── ТЕКСТОВЫЙ БЛОК ──

Для нас по-прежнему актуален антиамериканизм ‑ все нас не любят, все нас хотят ослабить, добить, разбить, расчленить. И поэтому правительство выступает как гарант того, что мы сохранимся как держава. Вот эта великодержавность попранная, фрустрация после распада Советского Союза (мы были одной из двух сверхдержав, а вдруг осталась только одна, Америка) ‑ это же обидно. А где гарантия, что дальше, Россия не развалится? И все думают, что любое такое выступление может действительно раскачать лодку, перевернуть всё, и моментально будет воспринято «там», нашими врагами как удобный случай. И тут как раз знаменитые клише выступают ‑ «на чью мельницу воду», агенты и т.д. В людях это всё сидит. И пока правительство имеет возможность внушать людям такое настроение, оно выглядит как гарант независимости, гарант того, что наша страна сохранится как держава. Что она встала с колен и останется вот такой. И даже люди, которые не любят власть, жалуются и т.д. ‑ в них тоже это есть. Знаете, моя мать, хотя терпеть не могла советскую власть, всегда говорила: «сыночек, надо быть такими бдительными, все вокруг враги». Значительная часть советского менталитета сохранилась, а в нем, понимаете, есть такой встроенный механизм, обеспечивающий постоянное поддержание должного уровня ксенофобии, антиамериканизма. И он действует безотказно.
Что Путин сказал после Беслана? Он сказал, что, во-первых, есть люди, которым не по душе, что Россия осталась ядерной державой. И, во-вторых, кто-то хочет от нас отхватить жирные куски. Кого он имел в виду? Каких-то там террористов исламистских? Какая им разница, есть у нас бомба или нет? Путин, не называя американцев по имени, подспудно это дал понять людям. И люди поверили, они всегда готовы поверить, что есть какое-то двойное дно. Людям не хочется думать, что всё само собой как-то произошло. Кто-то должен обязательно за этим стоять. Люди всегда верят в самое плохое, что есть в другом человеке. Потому что так человек устроен ‑ ему приятно думать, что кто-то другой руководствуется самыми низменными побуждениями. И поэтому, когда что-то происходит, то первая мысль, и у арабов, кстати, тоже, (говорит по-арабски): «Кто за ним?». Каддафи сказал, что это всё устроила Аль-Каида. И обращаясь к жителям города, где сейчас идут уличные бои, сказал: «Люди Эз-Завии, что такое для вас Бен Ладен? Почему за ним идете?». Так что Каддафи тоже это использовал. Вот в Египте армия никак не могла это использовать. Что она могла сказать, что это американцы, что ли? Нет. Пускали слух в газетах, что это Иран за этим стоит. Но люди не особенно в это верили.

───
── МАТЕРИАЛ УПРАЖНЕНИЯ ──

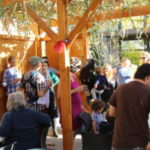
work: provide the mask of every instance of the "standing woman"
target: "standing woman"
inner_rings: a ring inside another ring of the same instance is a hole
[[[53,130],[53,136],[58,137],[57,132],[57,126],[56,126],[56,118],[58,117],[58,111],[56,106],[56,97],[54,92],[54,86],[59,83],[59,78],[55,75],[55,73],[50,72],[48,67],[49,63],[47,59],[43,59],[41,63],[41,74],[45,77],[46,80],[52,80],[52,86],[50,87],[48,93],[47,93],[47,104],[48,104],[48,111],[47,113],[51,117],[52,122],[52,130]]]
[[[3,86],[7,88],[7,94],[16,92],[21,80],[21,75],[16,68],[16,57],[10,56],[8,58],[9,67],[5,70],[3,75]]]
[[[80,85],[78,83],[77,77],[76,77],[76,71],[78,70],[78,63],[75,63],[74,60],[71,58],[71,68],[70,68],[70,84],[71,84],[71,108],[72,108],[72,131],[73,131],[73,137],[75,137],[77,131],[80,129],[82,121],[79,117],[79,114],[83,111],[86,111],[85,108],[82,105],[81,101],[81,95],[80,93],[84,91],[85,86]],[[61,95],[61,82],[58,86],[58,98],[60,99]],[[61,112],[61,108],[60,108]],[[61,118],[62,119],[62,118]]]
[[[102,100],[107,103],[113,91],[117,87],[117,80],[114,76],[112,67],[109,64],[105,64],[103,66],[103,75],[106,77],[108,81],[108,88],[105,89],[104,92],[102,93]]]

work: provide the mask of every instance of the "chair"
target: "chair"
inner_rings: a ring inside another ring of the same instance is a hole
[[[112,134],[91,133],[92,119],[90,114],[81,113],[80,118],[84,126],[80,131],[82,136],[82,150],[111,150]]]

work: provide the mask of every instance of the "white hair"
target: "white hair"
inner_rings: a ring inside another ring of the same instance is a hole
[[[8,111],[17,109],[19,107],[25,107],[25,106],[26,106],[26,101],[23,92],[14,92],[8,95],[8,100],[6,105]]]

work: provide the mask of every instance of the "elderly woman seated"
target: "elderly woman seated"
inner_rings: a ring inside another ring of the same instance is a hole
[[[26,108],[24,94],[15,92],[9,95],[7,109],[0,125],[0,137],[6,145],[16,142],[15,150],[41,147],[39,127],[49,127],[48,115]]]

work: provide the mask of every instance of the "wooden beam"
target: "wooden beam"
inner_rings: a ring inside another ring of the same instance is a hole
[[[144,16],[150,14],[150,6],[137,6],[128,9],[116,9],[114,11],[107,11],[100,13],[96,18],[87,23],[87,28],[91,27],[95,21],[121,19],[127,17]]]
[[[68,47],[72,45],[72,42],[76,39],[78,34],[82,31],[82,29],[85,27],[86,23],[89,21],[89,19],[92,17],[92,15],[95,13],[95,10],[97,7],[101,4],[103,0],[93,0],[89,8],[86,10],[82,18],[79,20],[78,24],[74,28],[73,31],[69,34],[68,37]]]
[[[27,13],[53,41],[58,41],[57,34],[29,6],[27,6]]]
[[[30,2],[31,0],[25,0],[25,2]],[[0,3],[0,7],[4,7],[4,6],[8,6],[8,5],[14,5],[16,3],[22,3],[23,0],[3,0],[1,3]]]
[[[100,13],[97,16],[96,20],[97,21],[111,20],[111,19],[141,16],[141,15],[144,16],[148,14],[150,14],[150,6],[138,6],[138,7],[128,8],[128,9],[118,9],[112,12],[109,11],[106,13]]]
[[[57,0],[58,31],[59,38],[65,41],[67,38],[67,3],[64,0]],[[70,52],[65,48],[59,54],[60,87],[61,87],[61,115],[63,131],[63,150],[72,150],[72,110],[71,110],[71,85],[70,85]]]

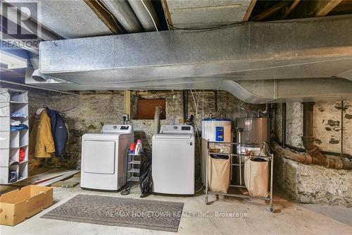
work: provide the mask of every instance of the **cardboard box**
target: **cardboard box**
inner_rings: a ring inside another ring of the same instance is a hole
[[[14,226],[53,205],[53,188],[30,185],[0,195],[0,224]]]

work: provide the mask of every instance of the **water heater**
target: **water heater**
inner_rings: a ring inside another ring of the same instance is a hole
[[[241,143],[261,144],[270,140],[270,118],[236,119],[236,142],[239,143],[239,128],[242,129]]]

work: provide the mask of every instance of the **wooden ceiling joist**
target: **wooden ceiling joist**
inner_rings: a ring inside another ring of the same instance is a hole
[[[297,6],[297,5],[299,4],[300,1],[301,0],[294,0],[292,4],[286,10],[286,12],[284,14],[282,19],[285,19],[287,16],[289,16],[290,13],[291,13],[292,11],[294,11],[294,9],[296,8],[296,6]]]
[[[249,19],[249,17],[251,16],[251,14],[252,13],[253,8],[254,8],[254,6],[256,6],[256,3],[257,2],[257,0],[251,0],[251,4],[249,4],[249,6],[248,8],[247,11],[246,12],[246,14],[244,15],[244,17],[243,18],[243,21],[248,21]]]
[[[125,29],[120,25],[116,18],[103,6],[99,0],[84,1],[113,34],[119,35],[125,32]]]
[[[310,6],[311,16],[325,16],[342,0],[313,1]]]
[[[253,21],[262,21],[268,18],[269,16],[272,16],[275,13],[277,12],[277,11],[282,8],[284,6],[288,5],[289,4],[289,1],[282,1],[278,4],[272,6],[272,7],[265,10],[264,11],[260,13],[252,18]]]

───
── МАТЕРИАЛ УПРАЖНЕНИЯ ──

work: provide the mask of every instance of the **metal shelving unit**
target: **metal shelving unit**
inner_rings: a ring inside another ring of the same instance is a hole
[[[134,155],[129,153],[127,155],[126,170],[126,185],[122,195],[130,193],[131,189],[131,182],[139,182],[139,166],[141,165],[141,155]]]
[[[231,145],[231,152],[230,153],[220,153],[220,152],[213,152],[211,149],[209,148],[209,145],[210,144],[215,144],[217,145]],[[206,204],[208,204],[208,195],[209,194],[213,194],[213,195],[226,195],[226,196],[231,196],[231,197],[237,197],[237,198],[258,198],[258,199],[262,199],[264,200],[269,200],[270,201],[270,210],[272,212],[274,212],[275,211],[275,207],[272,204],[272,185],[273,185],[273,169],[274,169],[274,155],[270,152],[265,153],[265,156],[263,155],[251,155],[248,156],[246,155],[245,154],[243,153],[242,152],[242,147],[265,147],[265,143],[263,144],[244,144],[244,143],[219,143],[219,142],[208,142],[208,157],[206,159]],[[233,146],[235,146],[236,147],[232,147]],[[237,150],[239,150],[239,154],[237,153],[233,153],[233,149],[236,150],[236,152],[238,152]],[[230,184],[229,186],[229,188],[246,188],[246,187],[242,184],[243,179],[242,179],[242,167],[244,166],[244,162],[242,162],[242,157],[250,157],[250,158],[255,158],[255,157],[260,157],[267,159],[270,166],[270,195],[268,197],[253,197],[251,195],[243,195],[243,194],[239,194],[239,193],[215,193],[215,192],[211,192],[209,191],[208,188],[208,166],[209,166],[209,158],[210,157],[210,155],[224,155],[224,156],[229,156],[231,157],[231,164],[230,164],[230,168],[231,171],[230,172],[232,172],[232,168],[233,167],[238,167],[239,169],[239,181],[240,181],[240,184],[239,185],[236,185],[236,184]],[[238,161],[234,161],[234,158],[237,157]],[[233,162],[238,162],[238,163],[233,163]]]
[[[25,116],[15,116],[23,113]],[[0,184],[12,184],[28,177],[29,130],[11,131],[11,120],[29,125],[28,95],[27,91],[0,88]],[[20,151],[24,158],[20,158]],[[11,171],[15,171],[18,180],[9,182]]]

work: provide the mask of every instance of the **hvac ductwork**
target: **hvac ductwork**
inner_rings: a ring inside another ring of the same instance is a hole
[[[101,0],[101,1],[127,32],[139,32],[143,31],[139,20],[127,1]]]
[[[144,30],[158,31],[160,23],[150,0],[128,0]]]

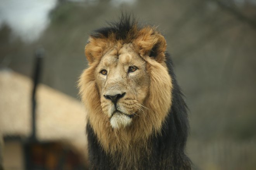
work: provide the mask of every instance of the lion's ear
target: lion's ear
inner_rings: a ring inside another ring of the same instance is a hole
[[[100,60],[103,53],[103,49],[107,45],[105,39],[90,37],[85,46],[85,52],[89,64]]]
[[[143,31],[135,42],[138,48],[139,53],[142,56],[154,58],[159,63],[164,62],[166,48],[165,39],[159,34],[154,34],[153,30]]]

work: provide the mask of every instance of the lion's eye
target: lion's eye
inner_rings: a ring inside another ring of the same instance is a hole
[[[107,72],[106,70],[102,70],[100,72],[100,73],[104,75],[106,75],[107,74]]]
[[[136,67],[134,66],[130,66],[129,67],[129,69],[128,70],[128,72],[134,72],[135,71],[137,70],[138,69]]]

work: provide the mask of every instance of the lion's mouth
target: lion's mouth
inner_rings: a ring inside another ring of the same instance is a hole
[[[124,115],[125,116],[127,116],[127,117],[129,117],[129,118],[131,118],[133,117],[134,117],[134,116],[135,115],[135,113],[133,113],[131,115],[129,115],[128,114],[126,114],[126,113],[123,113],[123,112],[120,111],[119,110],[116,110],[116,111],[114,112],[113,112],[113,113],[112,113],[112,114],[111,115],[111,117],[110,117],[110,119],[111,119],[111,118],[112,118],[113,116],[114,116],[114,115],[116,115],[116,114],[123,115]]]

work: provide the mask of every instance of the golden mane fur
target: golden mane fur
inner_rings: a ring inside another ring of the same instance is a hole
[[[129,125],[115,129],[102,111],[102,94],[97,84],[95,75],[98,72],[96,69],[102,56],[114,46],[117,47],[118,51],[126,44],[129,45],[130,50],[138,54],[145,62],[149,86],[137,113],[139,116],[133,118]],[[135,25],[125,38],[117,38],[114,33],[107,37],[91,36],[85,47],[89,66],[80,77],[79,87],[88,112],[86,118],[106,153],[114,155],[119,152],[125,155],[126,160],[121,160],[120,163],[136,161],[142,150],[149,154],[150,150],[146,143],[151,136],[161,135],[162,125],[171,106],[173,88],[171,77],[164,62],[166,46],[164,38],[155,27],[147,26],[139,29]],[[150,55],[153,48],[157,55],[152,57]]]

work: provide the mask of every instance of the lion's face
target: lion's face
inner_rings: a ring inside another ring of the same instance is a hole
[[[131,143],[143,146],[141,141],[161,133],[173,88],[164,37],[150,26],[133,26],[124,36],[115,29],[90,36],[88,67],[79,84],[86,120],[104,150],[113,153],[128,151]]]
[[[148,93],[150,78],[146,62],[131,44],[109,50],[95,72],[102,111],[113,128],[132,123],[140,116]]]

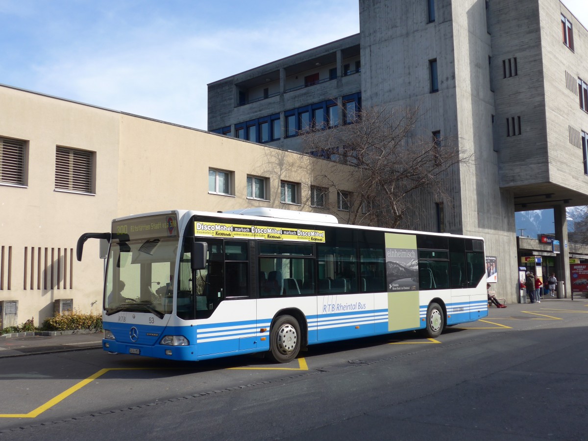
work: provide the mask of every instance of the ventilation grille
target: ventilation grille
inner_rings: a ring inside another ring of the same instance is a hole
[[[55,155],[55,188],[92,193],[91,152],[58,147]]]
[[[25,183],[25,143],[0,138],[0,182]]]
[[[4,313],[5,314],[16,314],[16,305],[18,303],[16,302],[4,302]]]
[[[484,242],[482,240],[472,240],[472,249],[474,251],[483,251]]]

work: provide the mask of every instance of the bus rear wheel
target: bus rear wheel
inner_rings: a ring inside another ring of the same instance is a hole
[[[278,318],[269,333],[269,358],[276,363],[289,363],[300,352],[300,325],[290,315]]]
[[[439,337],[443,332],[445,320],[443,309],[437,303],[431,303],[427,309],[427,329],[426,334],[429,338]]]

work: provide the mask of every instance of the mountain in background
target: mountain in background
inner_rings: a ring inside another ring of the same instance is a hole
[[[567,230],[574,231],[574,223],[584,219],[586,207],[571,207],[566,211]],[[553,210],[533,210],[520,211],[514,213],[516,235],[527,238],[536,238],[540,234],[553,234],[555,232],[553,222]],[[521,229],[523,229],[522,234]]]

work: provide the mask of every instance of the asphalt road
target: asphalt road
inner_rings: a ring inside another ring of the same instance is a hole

───

* ЗАДАНИЯ УПРАЖНЕНИЯ:
1. Кому, по словам Каддафи в тексте об антиамериканизме, приписывалось всё происходящее?
2. Выразите листинг от строки с «work: provide the mask of every instance of the **hvac» до строки с «[[[144,30],[158,31],[160,23],[150,0],[128,0]]]» в виде CSV с двумя столбцами, «вход» и «выход». В каждой строке дайте текст и его ответ, каждый в отдельном поле в кавычках, а переносы строк замените пробелами.

* ОТВЕТЫ К ЗАДАЧАМ:
1. Аль-Каиде.

2.
вход,выход
"work: provide the mask of every instance of the **hvac ductwork** target: **hvac ductwork** inner_rings: a ring inside another ring of the same instance is a hole","[[[101,0],[101,1],[127,32],[139,32],[143,31],[139,20],[127,1]]] [[[144,30],[158,31],[160,23],[150,0],[128,0]]]"